» WRITTEN PROBLEM: Can you rewrite the lines below with "Kindly" changed to "Please" everywhere and everything else unchanged, leaving out the pictures?

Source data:

--- BEGIN ---

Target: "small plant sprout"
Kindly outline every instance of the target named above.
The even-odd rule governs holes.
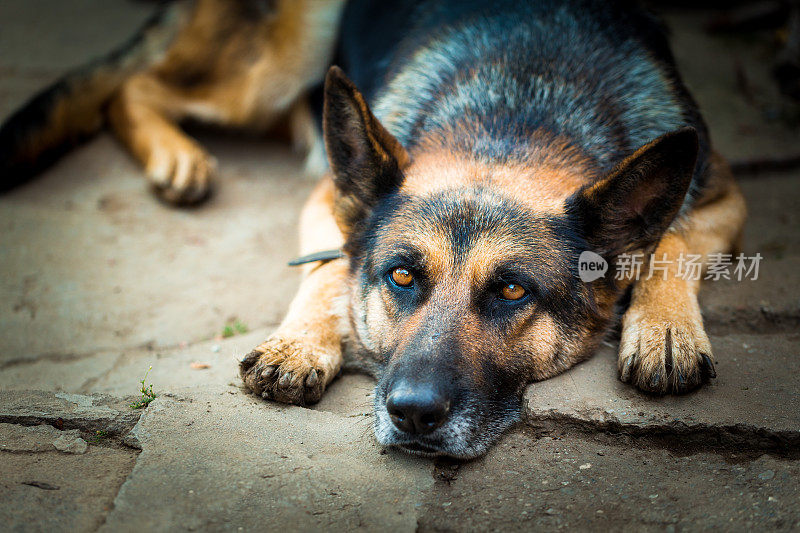
[[[107,438],[108,438],[108,431],[104,429],[98,429],[97,431],[94,432],[94,435],[92,435],[92,443],[100,444],[103,441],[103,439]]]
[[[225,327],[222,328],[222,337],[227,339],[228,337],[233,337],[234,335],[242,335],[248,331],[247,324],[236,319],[225,324]]]
[[[131,404],[131,409],[144,409],[150,405],[150,402],[156,399],[156,393],[153,392],[153,384],[151,383],[148,387],[145,383],[147,381],[147,375],[151,370],[153,370],[152,365],[147,369],[147,372],[144,373],[142,381],[139,382],[142,384],[141,388],[139,389],[139,392],[142,393],[142,397]]]

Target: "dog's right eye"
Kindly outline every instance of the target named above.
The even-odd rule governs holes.
[[[397,267],[392,270],[390,277],[392,282],[398,287],[410,287],[414,283],[414,275],[405,267]]]

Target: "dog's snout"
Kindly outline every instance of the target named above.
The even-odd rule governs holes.
[[[431,386],[401,383],[386,396],[386,410],[398,429],[423,435],[444,423],[450,400]]]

--- END ---

» RESPONSE:
Target: "small plant sprout"
Please outline every instance of the target named above.
The even-odd rule governs holes.
[[[107,438],[108,438],[108,431],[104,429],[98,429],[97,431],[94,432],[94,435],[92,435],[92,443],[100,444],[103,441],[103,439]]]
[[[225,327],[222,328],[222,337],[227,339],[228,337],[233,337],[234,335],[242,335],[248,331],[247,324],[236,319],[225,324]]]
[[[131,404],[131,409],[144,409],[150,405],[150,402],[156,399],[156,393],[153,392],[153,384],[151,383],[148,387],[145,383],[147,381],[147,375],[151,370],[153,370],[152,365],[147,369],[147,372],[144,373],[142,381],[139,382],[142,384],[141,388],[139,389],[139,392],[142,393],[142,397]]]

Target: "dog's right eye"
Please outline every instance of the target named above.
The even-odd rule governs holes.
[[[397,267],[392,270],[390,277],[392,282],[398,287],[410,287],[414,283],[414,275],[405,267]]]

Target: "dog's snout"
Please outline every instance of the target named above.
The even-odd rule governs holes.
[[[431,386],[401,383],[386,396],[386,410],[398,429],[423,435],[444,423],[450,400]]]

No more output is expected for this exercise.